[Coordinate annotation records]
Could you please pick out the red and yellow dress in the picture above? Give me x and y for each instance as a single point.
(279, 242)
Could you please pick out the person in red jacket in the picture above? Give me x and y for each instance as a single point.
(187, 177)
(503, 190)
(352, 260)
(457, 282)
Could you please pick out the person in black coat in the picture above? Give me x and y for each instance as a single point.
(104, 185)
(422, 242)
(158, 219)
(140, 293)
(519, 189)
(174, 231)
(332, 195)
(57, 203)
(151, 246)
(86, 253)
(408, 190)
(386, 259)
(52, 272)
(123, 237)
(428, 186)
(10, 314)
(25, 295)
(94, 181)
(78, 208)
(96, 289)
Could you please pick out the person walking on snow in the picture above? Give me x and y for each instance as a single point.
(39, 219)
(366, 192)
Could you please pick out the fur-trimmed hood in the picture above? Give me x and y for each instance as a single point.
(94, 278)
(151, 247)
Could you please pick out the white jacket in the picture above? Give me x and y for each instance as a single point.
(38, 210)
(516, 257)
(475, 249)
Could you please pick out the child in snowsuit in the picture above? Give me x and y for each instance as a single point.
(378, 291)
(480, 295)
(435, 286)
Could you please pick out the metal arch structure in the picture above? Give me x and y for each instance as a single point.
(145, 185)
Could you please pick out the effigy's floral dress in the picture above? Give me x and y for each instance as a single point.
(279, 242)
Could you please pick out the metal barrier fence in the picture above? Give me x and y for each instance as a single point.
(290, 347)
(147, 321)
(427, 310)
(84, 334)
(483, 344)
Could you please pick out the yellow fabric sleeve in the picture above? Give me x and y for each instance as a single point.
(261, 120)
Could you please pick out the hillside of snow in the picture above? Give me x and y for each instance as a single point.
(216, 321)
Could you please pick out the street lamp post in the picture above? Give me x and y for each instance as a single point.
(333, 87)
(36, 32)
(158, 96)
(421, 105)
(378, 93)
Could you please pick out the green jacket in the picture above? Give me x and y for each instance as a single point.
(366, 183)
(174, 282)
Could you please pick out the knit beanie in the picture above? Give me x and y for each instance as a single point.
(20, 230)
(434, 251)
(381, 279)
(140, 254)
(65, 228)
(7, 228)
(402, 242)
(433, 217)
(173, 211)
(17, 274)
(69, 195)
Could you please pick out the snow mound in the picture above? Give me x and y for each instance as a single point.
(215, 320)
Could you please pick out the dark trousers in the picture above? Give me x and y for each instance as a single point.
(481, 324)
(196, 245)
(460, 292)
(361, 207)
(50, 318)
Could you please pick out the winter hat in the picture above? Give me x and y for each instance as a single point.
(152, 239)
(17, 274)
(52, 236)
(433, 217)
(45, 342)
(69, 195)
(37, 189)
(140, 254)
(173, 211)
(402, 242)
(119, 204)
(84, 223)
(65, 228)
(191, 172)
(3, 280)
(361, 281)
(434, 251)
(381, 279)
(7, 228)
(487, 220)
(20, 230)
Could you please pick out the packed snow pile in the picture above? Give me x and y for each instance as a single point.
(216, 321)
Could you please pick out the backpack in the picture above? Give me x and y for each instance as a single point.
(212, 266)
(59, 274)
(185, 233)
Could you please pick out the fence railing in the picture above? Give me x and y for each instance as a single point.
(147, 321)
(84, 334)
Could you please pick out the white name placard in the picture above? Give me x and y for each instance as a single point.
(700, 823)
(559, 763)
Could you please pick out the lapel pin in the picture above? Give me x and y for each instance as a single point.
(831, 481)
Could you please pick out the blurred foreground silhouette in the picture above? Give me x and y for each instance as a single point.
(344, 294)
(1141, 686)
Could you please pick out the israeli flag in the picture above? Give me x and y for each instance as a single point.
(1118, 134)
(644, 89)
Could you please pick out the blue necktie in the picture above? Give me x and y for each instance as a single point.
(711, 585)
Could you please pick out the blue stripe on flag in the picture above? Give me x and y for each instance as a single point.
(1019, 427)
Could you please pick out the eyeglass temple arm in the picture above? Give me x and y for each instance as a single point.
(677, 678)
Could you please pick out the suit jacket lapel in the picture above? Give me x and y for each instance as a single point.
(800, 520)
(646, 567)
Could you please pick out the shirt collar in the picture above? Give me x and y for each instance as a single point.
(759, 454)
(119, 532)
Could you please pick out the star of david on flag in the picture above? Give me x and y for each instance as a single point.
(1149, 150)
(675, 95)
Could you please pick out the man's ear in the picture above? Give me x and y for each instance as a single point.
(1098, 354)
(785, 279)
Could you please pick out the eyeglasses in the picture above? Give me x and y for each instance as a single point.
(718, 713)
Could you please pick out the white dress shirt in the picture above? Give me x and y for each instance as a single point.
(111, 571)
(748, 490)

> Written problem
Put every one of these items into a two-column CSV with the headers item_text and answer, one row per item. Wrap each field in quotes and replace any line breaks inside it with spaces.

> Solution to this exercise
item_text,answer
"Could you please pick out the red and yellow dress in the picture above? Give me x and y for each instance as a single point.","(279, 242)"
"Could you please pick out the person in red jacket in the picture above? Give me x and y for each instance as a single point.","(187, 177) (503, 190) (352, 260) (457, 282)"
"Could you please pick out the person in black coat in the picture above? Give me x and y for each instance as a single point.","(104, 185) (422, 242) (158, 219) (140, 293) (519, 189) (174, 231) (332, 195) (57, 203) (151, 246) (86, 253) (408, 190) (386, 259) (52, 272) (123, 237) (428, 186) (10, 314) (25, 295) (94, 181) (78, 208) (96, 289)"
"Could you please pick out the person walking on snow in the picture above? Give me x and y for each instance as a single point.","(39, 219) (366, 192)"
"Could you please pick out the fur-trimmed hood in the picture above? Give me x and y for each instance as a single point.","(94, 278) (151, 247)"
"Could you please pick out the white jacket in the picture above? Give me x and y for each instance as a single point.","(38, 210) (516, 257) (475, 249)"
"Could you please pick out the child in snowsuit in the picture above? Give me x and y for each instance as a single point.","(378, 291) (480, 295) (435, 286)"
"Could you please pick out the metal arch structure in the picture above? Give me x and y for each instance as a single point.","(145, 185)"
"Could you please pick out the effigy's floral dress in the picture above? Give me x and y for each instance as a single point.","(279, 242)"
"Could you please pick out the metal barrier fence in the picture above? Give me x and y for each instance as a single point.","(290, 347) (147, 321) (427, 310) (84, 334) (483, 344)"
"Could you please pick out the yellow fabric sleeve in the picture above? Give me x and y for each instance as a single point.","(261, 120)"
"Could you please pick out the hillside of snow in the picture above? Give me x and y for each instance as a single point.","(216, 321)"
"Could you please pick out the street lamp post in the picture above? Give me x and y for each instance as a single point.","(333, 87) (36, 32) (158, 96) (421, 105) (378, 93)"
"Could you please pick out the green jacket in the picture above? Give me x and y for each instance as a single point.","(366, 183) (174, 282)"
"Could you please pick out the knit beanie in the picture above? Give me x and y for each instance as a single point.","(20, 230) (434, 251) (381, 279) (140, 254) (65, 228) (7, 228) (402, 242) (433, 217) (173, 211) (17, 274) (69, 195)"
"Could you please pick out the snow mound in the picture above? Give me x and y for each instance as a single point.","(215, 320)"
"Could you please pick out the dark trousers in the picture above? Give me x and y for each instance as a single point.","(481, 324) (196, 245) (460, 292) (361, 207) (50, 318)"
"Could you please pick out the winter hat in the picture above? Give me x and y for each instance as a single point.","(152, 239) (17, 274) (52, 236) (433, 217) (45, 342) (69, 195) (37, 189) (140, 254) (173, 211) (402, 242) (119, 204) (84, 223) (65, 228) (191, 172) (3, 280) (361, 281) (434, 251) (381, 279) (7, 228) (487, 220) (20, 230)"
"Could you please pick out the packed snow pile in the picture above? Give me x and y for each instance as a single point.","(216, 321)"
"Could you please pick out the backpack in the picture above? Give me x and y for each instance as a single point.","(212, 266) (59, 274) (185, 233)"
"Could you please pick out the fence railing in the picture above? Give me x and y for each instance as a single point.","(147, 321) (84, 334)"
"Could you please pick out the white name placard in the picture above? Give me x and y for each instance as a single point.","(700, 823) (559, 763)"
"Could you please pick out the lapel pin in the picture above? Give me x and y for each instance as a single point.","(831, 481)"
"Could you please pick out the blurred foreground silhouette in the picture above? Give me x and y for each instance as a single point.","(344, 294) (1141, 686)"
"Could you please pick out the israeli flag in the picture above? Give me x and y for each instance as a single point.","(1118, 134) (644, 89)"
"Could you please pick out the blue necktie in the picture above? Give me x and y for each instance as a single point.","(711, 585)"
"Could you please pick out the blue stripe on flag in the picture above? Give me x and y for each instance as a single point.","(1019, 427)"
"Could you please pick out the eyeglass temple arm in the picture above? Give me x and y for each instance as a single point.","(677, 678)"
"Could you please pick out the suit jacket lapel in the picture above? Give me x and y for each instance as a single point.","(800, 520) (646, 567)"
"Could you please pick out the shirt collar in the picture above? Give me x and y for each instance as a single point.","(759, 454) (119, 532)"
"Could you please pick out the star of david on flag in the picture above? Give me x and y for each instance as a single point.","(1149, 150) (675, 95)"
"Could you please pick out the man's ear in the picture above? Give me x and y for each instance as a single point.","(1098, 354) (785, 279)"
"Could you please pick out the eyeglasses in the picture above? Give me x and y for each instance as a single point.","(718, 713)"
"Could you please pick out the white dress shirt in the picture above? Give me x and y for each instance as a single point.","(111, 571) (748, 490)"